## [Passage to read]

Natalie Cole’s Kidney Meets the Law of Supply

Famous R&B singer Natalie Cole recently underwent a successful kidney transplant at Cedars-Sinai Medical Center in Los Angeles.

Ms. Cole should count herself among the lucky ones. According to the United Procurement and Transplant Network, over 84,000 people are waiting for a kidney transplant. Thousands will die this year, stuck on the waiting list.

Why is there a kidney shortage? Nobel Prize-winning economist Gary Becker claims it’s because there’s no market for them, since the buying and selling of organs is illegal. Or put differently, when the maximum amount of money you can get in return for a kidney is $0, the demand is always going to be higher than the supply.

Becker explains:

“If laws were changed so that organs could be purchased and sold, some people would give not out of altruism, but for the financial gain. The result would be an increased supply of organs.”

## [Required work]
• 1. Quote the passage about Natalie Cole's kidney transplant from "Natalie Cole’s Kidney" to "than the supply.".
• 2. Write the next part of the article on the kidney shortage, picking up after its final sentence.

Saved entries:

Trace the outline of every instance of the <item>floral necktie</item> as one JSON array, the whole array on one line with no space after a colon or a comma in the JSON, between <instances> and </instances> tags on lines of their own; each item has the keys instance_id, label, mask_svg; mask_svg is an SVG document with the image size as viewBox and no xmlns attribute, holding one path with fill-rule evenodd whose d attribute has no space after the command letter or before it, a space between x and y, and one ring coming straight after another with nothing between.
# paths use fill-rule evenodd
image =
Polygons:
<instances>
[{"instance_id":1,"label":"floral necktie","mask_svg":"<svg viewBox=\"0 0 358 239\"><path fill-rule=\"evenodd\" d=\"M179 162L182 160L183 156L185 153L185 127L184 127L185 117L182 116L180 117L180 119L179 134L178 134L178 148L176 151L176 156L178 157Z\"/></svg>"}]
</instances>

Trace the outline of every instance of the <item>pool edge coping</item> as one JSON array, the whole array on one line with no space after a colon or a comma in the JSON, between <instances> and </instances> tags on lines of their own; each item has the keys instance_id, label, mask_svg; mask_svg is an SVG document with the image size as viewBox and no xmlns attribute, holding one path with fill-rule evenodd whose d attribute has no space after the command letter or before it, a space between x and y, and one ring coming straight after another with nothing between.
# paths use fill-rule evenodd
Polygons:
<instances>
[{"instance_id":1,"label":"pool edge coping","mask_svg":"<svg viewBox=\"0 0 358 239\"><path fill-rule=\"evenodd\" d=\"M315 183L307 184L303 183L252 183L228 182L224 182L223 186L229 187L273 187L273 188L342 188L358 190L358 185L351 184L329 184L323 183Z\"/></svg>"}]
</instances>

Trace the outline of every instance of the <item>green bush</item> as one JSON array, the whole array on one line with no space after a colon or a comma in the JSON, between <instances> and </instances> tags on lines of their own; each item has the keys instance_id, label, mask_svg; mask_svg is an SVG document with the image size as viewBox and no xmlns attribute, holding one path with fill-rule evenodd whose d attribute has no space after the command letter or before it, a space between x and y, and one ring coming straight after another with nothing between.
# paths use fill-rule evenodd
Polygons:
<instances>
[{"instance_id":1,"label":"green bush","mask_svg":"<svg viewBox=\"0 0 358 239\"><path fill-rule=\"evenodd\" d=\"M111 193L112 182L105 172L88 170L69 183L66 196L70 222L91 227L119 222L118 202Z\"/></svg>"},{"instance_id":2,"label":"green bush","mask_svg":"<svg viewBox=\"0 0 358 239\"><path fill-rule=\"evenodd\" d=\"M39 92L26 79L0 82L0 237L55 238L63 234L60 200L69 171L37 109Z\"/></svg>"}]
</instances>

## [Responses to the tasks]
• 1.
Natalie Cole’s Kidney Meets the Law of Supply

Famous R&B singer Natalie Cole recently underwent a successful kidney transplant at Cedars-Sinai Medical Center in Los Angeles.

Ms. Cole should count herself among the lucky ones. According to the United Procurement and Transplant Network, over 84,000 people are waiting for a kidney transplant. Thousands will die this year, stuck on the waiting list.

Why is there a kidney shortage? Nobel Prize-winning economist Gary Becker claims it’s because there’s no market for them, since the buying and selling of organs is illegal. Or put differently, when the maximum amount of money you can get in return for a kidney is $0, the demand is always going to be higher than the supply.

• 2.
Becker estimates that price of a kidney would be about $15,000.  At this price, he predicts that the increase in supply would save thousands of lives each year.

There are certainly potential negative consequences to opening the market to human organs.  Low-income Americans might end up feeling pressure to undergo the procedure, and others might act impulsively or in a financial emergency and later regret the decision.  But the current situation has negative consequences as well: the 4,000 people who die waiting for a life-saving kidney.

Clearly this is a controversial issue with major moral implications, but too often when politicians discuss moral policies, the economics of the matter are left by the wayside.